## Extracted entries
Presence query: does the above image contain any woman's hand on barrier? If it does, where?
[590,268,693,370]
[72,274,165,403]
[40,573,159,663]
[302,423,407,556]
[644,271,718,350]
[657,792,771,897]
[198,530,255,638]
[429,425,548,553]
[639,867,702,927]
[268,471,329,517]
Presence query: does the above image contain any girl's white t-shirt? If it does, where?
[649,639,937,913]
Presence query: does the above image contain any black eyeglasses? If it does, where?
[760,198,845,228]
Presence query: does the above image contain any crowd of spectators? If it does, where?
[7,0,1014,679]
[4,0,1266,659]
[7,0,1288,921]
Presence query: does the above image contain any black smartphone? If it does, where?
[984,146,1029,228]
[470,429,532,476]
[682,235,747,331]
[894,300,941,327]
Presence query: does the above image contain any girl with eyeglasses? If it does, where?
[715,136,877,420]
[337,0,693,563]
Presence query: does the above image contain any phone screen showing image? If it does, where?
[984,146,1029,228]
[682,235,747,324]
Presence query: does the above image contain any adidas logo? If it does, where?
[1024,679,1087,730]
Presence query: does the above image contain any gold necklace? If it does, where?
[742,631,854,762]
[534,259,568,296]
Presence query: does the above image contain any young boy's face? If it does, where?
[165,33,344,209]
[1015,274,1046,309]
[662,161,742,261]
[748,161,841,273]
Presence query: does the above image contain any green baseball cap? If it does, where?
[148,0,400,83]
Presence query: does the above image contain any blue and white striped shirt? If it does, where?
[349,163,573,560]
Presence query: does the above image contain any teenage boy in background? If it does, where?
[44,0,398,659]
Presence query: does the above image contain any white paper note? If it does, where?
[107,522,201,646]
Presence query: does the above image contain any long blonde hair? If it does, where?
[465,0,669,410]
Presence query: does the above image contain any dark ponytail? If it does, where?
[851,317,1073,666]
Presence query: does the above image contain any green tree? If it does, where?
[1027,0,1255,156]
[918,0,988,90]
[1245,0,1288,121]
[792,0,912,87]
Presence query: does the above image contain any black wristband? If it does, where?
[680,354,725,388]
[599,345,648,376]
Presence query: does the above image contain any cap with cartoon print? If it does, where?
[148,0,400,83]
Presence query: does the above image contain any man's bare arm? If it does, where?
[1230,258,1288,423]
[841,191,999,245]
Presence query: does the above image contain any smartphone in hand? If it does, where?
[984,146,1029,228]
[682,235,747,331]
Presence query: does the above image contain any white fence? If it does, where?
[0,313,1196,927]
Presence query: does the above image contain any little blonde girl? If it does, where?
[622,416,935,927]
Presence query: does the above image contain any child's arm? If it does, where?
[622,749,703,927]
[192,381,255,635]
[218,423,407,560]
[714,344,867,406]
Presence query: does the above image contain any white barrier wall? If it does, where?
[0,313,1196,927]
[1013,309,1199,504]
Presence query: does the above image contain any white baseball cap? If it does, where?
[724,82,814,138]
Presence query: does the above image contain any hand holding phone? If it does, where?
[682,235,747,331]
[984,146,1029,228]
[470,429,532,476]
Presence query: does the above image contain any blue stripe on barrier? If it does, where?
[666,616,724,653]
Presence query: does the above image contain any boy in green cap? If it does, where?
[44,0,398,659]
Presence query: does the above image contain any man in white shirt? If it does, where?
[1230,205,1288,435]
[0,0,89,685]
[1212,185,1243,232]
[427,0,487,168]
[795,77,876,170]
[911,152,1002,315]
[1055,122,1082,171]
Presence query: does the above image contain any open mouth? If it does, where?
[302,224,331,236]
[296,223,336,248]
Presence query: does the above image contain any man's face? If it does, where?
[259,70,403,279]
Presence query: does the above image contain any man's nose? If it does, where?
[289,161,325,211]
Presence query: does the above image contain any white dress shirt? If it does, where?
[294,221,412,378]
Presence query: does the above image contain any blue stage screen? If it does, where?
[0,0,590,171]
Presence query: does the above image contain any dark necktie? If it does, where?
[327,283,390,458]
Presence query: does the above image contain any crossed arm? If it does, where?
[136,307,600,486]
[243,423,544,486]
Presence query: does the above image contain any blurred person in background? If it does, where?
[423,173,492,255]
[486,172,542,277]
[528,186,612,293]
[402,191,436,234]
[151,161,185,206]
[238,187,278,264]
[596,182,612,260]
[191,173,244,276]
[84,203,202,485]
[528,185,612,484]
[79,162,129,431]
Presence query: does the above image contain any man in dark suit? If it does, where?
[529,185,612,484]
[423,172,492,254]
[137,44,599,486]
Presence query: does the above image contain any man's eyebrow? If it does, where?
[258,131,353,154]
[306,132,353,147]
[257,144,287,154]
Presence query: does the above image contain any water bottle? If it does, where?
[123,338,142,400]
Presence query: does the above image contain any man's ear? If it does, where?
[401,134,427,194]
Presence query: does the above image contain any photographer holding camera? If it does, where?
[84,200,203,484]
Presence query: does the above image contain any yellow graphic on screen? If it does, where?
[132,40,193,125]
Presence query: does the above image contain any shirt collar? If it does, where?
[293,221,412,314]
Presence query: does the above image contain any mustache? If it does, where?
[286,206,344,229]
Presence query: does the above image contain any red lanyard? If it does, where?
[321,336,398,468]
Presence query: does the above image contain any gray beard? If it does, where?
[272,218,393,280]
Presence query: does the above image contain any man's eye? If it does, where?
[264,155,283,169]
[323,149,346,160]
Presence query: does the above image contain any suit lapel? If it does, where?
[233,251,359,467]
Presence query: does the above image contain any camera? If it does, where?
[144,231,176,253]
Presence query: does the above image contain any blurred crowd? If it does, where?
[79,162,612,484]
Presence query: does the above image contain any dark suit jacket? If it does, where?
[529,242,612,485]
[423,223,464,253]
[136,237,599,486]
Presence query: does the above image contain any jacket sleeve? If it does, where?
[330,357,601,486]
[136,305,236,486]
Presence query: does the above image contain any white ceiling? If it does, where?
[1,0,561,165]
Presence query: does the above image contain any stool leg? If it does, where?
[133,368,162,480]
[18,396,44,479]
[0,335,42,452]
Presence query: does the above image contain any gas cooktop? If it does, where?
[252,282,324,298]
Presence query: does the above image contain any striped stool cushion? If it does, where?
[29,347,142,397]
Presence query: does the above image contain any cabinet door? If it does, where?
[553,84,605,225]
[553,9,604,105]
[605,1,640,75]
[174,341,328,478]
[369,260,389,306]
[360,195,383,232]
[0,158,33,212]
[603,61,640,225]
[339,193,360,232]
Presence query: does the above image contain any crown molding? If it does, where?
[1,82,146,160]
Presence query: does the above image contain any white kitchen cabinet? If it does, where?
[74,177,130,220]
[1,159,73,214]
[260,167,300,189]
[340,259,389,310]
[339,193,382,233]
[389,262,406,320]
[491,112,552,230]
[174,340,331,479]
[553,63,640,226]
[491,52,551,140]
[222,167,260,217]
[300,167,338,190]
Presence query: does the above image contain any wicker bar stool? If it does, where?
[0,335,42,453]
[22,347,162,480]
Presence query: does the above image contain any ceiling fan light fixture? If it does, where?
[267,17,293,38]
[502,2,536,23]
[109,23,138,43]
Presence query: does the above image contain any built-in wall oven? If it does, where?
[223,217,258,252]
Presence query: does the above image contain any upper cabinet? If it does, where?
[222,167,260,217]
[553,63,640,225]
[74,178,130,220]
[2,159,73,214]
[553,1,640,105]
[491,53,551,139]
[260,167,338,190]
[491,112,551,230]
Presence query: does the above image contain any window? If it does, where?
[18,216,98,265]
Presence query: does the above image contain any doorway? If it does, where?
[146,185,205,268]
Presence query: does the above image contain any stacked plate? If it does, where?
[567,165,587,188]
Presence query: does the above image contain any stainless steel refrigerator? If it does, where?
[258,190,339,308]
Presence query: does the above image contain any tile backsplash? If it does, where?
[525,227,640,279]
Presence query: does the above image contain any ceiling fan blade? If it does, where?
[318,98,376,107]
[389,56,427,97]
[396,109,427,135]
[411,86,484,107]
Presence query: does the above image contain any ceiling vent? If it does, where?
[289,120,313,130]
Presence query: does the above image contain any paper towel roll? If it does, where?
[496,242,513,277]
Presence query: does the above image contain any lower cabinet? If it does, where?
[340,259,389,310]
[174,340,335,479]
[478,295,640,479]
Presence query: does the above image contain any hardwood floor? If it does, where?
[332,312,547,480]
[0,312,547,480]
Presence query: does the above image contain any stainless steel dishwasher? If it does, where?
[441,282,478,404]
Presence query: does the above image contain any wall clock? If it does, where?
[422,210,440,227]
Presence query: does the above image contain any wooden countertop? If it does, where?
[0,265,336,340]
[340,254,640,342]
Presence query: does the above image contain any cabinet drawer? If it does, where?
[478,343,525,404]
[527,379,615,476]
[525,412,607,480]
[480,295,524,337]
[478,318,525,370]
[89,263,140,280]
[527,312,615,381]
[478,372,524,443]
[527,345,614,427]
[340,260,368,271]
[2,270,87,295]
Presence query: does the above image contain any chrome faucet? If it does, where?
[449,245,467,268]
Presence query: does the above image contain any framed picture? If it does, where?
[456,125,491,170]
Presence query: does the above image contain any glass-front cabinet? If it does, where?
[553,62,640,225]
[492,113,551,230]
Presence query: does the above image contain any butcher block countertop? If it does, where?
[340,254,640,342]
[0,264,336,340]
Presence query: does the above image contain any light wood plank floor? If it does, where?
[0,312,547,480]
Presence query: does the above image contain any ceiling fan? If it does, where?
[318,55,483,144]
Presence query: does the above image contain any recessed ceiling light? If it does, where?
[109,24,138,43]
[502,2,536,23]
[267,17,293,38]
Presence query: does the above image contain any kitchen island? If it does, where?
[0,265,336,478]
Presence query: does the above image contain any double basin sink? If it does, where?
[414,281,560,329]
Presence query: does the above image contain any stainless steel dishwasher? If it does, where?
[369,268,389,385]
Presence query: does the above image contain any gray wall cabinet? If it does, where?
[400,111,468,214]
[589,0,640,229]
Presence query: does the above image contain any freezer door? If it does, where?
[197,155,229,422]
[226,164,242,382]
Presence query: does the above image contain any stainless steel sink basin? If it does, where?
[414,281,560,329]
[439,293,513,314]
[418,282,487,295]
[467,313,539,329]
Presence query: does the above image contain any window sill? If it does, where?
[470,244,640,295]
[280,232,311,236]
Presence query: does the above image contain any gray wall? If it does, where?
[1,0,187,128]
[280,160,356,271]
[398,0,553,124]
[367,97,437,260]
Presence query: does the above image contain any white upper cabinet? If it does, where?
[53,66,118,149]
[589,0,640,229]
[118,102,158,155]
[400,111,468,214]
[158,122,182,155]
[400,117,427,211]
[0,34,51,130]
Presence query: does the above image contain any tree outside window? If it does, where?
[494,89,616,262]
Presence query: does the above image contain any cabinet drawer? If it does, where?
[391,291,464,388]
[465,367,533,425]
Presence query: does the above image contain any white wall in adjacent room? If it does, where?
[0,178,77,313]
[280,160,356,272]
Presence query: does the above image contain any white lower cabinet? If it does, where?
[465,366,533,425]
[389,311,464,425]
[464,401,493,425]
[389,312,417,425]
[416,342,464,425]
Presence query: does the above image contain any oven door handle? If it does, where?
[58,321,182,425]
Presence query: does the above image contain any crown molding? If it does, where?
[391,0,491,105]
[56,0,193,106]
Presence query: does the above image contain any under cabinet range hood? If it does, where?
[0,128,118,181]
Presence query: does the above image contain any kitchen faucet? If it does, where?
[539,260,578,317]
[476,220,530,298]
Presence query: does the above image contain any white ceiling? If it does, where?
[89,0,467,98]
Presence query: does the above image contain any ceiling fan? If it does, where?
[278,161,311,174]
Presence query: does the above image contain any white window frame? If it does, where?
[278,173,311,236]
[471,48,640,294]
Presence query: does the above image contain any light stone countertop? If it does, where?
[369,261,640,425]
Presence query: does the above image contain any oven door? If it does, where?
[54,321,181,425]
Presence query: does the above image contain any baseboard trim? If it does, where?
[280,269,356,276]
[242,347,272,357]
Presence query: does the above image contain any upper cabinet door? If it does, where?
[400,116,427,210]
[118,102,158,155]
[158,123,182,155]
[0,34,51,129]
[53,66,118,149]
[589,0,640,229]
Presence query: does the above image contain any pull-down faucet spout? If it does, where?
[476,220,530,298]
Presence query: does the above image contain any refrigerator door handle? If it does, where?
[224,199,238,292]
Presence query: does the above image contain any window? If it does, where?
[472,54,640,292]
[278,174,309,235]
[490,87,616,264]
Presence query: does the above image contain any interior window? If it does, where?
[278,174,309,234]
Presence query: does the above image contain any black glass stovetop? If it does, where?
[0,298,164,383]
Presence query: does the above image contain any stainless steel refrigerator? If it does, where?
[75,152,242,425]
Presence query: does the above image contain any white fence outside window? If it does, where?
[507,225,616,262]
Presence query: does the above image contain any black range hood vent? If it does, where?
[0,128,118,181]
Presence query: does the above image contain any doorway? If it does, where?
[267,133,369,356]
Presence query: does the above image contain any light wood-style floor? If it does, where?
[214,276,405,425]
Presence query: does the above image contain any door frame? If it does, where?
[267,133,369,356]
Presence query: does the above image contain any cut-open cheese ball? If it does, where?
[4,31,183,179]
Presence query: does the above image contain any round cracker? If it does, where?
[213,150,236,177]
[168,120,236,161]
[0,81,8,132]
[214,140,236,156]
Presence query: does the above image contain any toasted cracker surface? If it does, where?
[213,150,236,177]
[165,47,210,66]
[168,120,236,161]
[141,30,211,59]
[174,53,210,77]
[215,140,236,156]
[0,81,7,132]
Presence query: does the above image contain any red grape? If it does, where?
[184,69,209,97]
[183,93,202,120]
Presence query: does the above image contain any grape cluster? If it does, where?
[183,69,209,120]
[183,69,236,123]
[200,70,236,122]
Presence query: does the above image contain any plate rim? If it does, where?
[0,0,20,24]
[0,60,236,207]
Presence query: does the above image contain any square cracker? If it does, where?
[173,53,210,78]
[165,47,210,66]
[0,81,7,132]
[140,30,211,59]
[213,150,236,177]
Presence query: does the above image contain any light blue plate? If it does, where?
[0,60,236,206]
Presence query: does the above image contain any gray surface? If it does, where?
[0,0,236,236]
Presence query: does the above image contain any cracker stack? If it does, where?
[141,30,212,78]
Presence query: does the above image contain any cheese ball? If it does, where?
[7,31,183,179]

## The problem
In the listing, start at the line containing "Presence query: does the above image contain any gas" and end with the line containing "[1,82,146,160]". Reproduce those lines with "cabinet door" replaced by "cupboard door" and everything else left unchanged.

## Final answer
Presence query: does the above image contain any gas cooktop? If it does, where?
[252,282,324,298]
Presence query: does the above image contain any striped stool cushion? If it does, where?
[29,347,142,397]
Presence query: does the above image contain any cupboard door? If it does, where?
[553,84,605,225]
[553,9,604,105]
[605,1,640,75]
[174,341,328,478]
[369,260,389,306]
[360,195,383,232]
[0,158,33,212]
[603,61,640,225]
[339,193,360,232]
Presence query: does the above image contain any crown molding? If it does, where?
[1,82,146,160]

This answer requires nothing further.